Your objective.
Repeat each entry below without omitting a single word.

Recorded information.
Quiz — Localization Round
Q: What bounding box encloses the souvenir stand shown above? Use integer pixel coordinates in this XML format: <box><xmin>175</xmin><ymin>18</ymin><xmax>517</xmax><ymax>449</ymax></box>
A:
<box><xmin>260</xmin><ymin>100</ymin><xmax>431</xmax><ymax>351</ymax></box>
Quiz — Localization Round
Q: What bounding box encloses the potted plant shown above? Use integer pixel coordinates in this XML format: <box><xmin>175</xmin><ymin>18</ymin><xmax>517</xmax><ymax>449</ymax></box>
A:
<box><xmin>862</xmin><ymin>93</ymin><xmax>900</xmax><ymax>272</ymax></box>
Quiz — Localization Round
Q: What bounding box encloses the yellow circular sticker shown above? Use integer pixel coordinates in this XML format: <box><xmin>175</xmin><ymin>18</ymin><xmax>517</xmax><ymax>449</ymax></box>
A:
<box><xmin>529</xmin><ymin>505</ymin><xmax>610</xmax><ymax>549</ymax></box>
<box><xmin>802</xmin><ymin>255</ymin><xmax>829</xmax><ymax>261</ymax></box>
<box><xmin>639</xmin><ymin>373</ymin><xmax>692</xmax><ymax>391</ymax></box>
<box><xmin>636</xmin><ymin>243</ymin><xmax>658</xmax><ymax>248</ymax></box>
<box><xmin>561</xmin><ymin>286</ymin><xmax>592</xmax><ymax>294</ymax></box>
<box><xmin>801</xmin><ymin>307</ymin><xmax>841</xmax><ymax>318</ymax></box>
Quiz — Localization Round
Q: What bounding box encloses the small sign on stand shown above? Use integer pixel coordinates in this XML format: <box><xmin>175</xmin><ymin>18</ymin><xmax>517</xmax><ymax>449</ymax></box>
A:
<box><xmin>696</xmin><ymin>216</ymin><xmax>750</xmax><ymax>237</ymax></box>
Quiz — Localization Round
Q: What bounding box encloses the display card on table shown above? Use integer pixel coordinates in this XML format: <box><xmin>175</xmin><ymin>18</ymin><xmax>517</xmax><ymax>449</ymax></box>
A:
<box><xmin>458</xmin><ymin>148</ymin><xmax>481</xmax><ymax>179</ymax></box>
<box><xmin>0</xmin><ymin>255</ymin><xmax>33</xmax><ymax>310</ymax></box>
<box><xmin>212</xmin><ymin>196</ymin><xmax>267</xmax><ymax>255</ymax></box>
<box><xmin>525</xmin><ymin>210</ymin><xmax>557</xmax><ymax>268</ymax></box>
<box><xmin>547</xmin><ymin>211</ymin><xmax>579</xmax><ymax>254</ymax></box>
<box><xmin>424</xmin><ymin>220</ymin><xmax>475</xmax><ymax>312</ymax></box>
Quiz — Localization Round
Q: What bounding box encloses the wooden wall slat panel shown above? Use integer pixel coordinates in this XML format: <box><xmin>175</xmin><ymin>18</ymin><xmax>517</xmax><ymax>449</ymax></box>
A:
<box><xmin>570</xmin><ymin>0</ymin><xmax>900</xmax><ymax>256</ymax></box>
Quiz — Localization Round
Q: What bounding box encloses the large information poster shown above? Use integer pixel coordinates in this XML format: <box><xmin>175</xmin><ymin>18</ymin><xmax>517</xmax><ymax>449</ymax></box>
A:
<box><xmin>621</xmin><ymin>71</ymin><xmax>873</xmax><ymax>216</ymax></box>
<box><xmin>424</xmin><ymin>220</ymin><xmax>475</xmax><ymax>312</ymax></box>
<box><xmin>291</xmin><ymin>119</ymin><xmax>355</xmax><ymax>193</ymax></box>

Your response.
Quiz — Localization Round
Q: What bounding box encloses the souvenir stand shown above? Use integer pixel coordinates in this XML format: <box><xmin>175</xmin><ymin>18</ymin><xmax>517</xmax><ymax>449</ymax></box>
A:
<box><xmin>260</xmin><ymin>100</ymin><xmax>431</xmax><ymax>351</ymax></box>
Quiz — Localization Round
Q: What bounding box encloses the potted plant shown above? Use integer pixel coordinates in this XML format: <box><xmin>175</xmin><ymin>18</ymin><xmax>517</xmax><ymax>449</ymax></box>
A:
<box><xmin>862</xmin><ymin>93</ymin><xmax>900</xmax><ymax>272</ymax></box>
Quiz — Localization Round
Q: What bounding box encloses the yellow circular sticker shown above? Use integer pixel coordinates in this XML format: <box><xmin>175</xmin><ymin>18</ymin><xmax>517</xmax><ymax>449</ymax></box>
A:
<box><xmin>529</xmin><ymin>505</ymin><xmax>610</xmax><ymax>549</ymax></box>
<box><xmin>802</xmin><ymin>255</ymin><xmax>829</xmax><ymax>261</ymax></box>
<box><xmin>639</xmin><ymin>373</ymin><xmax>692</xmax><ymax>391</ymax></box>
<box><xmin>636</xmin><ymin>243</ymin><xmax>658</xmax><ymax>248</ymax></box>
<box><xmin>561</xmin><ymin>286</ymin><xmax>592</xmax><ymax>294</ymax></box>
<box><xmin>801</xmin><ymin>307</ymin><xmax>841</xmax><ymax>318</ymax></box>
Quiz — Localization Round
Q: What bounding box encloses the small sign on stand shown above? Use integer pixel coordinates in this XML format: <box><xmin>175</xmin><ymin>18</ymin><xmax>517</xmax><ymax>449</ymax></box>
A:
<box><xmin>696</xmin><ymin>216</ymin><xmax>750</xmax><ymax>237</ymax></box>
Quiz — Localization Round
Q: What bounding box encloses the display card on table shown above? Use integer pixel coordinates in this XML format: <box><xmin>175</xmin><ymin>18</ymin><xmax>517</xmax><ymax>449</ymax></box>
A:
<box><xmin>458</xmin><ymin>148</ymin><xmax>481</xmax><ymax>179</ymax></box>
<box><xmin>0</xmin><ymin>255</ymin><xmax>33</xmax><ymax>310</ymax></box>
<box><xmin>212</xmin><ymin>196</ymin><xmax>267</xmax><ymax>255</ymax></box>
<box><xmin>525</xmin><ymin>210</ymin><xmax>557</xmax><ymax>268</ymax></box>
<box><xmin>547</xmin><ymin>211</ymin><xmax>579</xmax><ymax>254</ymax></box>
<box><xmin>424</xmin><ymin>220</ymin><xmax>475</xmax><ymax>312</ymax></box>
Quiz — Localization Round
Q: What bounding box encloses the wooden wall slat panel shown above? Use integer pixel coordinates in this XML format: <box><xmin>175</xmin><ymin>18</ymin><xmax>517</xmax><ymax>449</ymax></box>
A:
<box><xmin>570</xmin><ymin>0</ymin><xmax>900</xmax><ymax>256</ymax></box>
Quiz — Localization Round
Q: What bounding box encloses the large information poster shown above? Use integer pixel coordinates in this XML format: <box><xmin>175</xmin><ymin>18</ymin><xmax>517</xmax><ymax>449</ymax></box>
A:
<box><xmin>621</xmin><ymin>71</ymin><xmax>873</xmax><ymax>216</ymax></box>
<box><xmin>424</xmin><ymin>220</ymin><xmax>475</xmax><ymax>312</ymax></box>
<box><xmin>291</xmin><ymin>119</ymin><xmax>355</xmax><ymax>193</ymax></box>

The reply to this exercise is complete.